PROBLEM REQUIREMENTS
Begin at the line that contains "segment **white cloud**" and output every line from there through the last line of the data below, unchanged and with both ends included.

Extracted records
-------------------------

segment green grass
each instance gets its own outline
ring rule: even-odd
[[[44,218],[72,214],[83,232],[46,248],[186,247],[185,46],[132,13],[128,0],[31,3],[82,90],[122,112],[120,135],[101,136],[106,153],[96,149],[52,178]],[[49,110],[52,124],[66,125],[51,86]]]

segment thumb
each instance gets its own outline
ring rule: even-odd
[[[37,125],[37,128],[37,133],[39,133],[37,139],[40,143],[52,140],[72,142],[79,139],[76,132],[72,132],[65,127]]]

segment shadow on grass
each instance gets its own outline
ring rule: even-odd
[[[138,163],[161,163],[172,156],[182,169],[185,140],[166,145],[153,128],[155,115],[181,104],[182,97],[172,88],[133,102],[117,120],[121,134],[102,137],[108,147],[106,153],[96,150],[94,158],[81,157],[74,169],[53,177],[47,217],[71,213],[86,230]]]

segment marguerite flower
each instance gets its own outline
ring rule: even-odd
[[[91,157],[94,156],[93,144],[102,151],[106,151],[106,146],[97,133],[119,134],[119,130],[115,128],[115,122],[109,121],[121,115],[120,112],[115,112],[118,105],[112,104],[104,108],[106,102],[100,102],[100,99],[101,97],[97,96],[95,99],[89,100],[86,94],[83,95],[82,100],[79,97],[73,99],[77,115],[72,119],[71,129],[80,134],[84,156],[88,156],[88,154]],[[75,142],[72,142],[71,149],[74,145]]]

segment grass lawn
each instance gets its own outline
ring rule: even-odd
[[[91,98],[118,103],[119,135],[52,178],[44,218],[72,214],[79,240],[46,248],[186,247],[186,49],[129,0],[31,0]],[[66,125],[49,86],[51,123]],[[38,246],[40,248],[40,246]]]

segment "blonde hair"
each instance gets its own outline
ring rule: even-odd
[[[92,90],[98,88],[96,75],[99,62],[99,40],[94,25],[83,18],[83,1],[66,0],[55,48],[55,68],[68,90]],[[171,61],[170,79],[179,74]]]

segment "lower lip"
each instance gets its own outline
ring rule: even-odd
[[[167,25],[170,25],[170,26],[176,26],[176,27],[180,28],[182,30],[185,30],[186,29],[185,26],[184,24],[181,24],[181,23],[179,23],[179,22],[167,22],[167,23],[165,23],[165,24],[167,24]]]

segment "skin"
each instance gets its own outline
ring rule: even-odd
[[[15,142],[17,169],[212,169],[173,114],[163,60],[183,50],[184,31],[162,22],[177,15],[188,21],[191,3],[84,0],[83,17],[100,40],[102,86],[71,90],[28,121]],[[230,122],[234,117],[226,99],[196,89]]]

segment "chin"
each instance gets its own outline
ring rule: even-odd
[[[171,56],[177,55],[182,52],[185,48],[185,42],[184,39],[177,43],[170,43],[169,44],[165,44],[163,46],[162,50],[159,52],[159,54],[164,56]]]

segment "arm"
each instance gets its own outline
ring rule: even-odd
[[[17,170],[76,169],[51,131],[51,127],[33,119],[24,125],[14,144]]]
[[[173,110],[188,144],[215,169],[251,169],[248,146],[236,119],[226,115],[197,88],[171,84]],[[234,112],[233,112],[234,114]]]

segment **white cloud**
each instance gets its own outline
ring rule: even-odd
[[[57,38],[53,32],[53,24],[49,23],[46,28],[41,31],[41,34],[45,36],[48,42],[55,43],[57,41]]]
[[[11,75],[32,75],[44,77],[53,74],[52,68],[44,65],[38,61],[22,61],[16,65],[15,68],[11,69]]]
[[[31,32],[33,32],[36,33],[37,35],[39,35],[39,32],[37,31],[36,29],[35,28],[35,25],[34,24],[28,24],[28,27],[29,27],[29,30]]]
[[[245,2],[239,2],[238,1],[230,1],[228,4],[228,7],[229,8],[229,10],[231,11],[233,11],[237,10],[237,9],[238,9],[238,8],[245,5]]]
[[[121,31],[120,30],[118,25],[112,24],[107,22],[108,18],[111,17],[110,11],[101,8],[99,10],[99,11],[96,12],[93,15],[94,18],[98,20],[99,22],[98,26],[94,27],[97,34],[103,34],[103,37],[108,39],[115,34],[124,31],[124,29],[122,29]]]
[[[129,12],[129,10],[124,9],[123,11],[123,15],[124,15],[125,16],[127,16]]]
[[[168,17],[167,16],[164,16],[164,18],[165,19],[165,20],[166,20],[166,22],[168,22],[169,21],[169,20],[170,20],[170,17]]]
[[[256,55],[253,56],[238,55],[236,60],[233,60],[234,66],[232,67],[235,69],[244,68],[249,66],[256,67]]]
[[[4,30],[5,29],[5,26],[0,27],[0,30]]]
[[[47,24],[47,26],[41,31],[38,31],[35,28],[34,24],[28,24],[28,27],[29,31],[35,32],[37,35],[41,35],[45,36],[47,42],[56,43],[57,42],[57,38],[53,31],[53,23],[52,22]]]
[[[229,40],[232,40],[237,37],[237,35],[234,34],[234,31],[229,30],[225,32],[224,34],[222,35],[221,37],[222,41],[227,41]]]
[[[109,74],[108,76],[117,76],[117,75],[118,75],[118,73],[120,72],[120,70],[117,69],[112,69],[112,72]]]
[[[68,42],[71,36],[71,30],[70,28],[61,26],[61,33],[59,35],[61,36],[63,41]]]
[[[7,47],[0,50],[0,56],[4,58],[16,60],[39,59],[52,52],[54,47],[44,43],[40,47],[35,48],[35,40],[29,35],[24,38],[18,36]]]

-------------------------

THE COMPLETED TASK
segment **white cloud**
each instance gets its own outline
ring rule: even-odd
[[[57,38],[53,32],[53,24],[49,23],[46,28],[41,31],[41,34],[45,36],[48,42],[55,43],[57,41]]]
[[[11,75],[32,75],[44,77],[53,74],[52,68],[44,65],[38,61],[22,61],[16,65],[15,68],[11,69]]]
[[[31,32],[33,32],[36,33],[37,35],[39,35],[39,32],[37,31],[36,29],[35,28],[35,25],[34,24],[28,24],[28,27],[29,27],[29,30]]]
[[[245,2],[239,2],[238,1],[230,1],[228,4],[228,7],[229,8],[229,10],[231,11],[233,11],[237,10],[237,9],[238,9],[238,8],[245,5]]]
[[[121,31],[120,30],[118,25],[112,24],[107,22],[108,18],[111,17],[110,11],[101,8],[99,10],[99,11],[96,12],[93,15],[94,18],[98,20],[99,22],[98,26],[94,27],[97,34],[103,34],[103,37],[108,39],[115,34],[124,31],[124,29],[122,29]]]
[[[129,12],[129,10],[124,9],[123,11],[123,15],[124,15],[125,16],[127,16]]]
[[[168,17],[167,16],[164,16],[164,18],[165,19],[165,20],[166,20],[166,22],[168,22],[169,21],[169,20],[170,20],[170,17]]]
[[[256,55],[253,56],[238,55],[236,60],[233,60],[234,66],[232,67],[235,69],[244,68],[249,66],[256,67]]]
[[[4,30],[5,29],[5,26],[0,27],[0,30]]]
[[[47,24],[47,26],[41,31],[38,31],[35,28],[34,24],[28,24],[28,27],[29,31],[35,32],[37,35],[41,35],[45,36],[47,42],[56,43],[57,42],[57,38],[53,31],[53,23],[52,22]]]
[[[229,40],[232,40],[237,37],[237,35],[234,34],[234,31],[229,30],[225,32],[224,34],[222,35],[221,37],[222,41],[227,41]]]
[[[109,74],[108,76],[117,76],[117,75],[118,75],[118,73],[120,72],[120,70],[117,69],[112,69],[112,72]]]
[[[68,42],[71,36],[71,30],[70,28],[61,26],[61,33],[59,35],[61,36],[63,41]]]
[[[7,47],[0,50],[0,56],[4,58],[16,60],[39,59],[52,52],[54,47],[44,43],[40,47],[35,48],[35,40],[29,35],[24,38],[18,36]]]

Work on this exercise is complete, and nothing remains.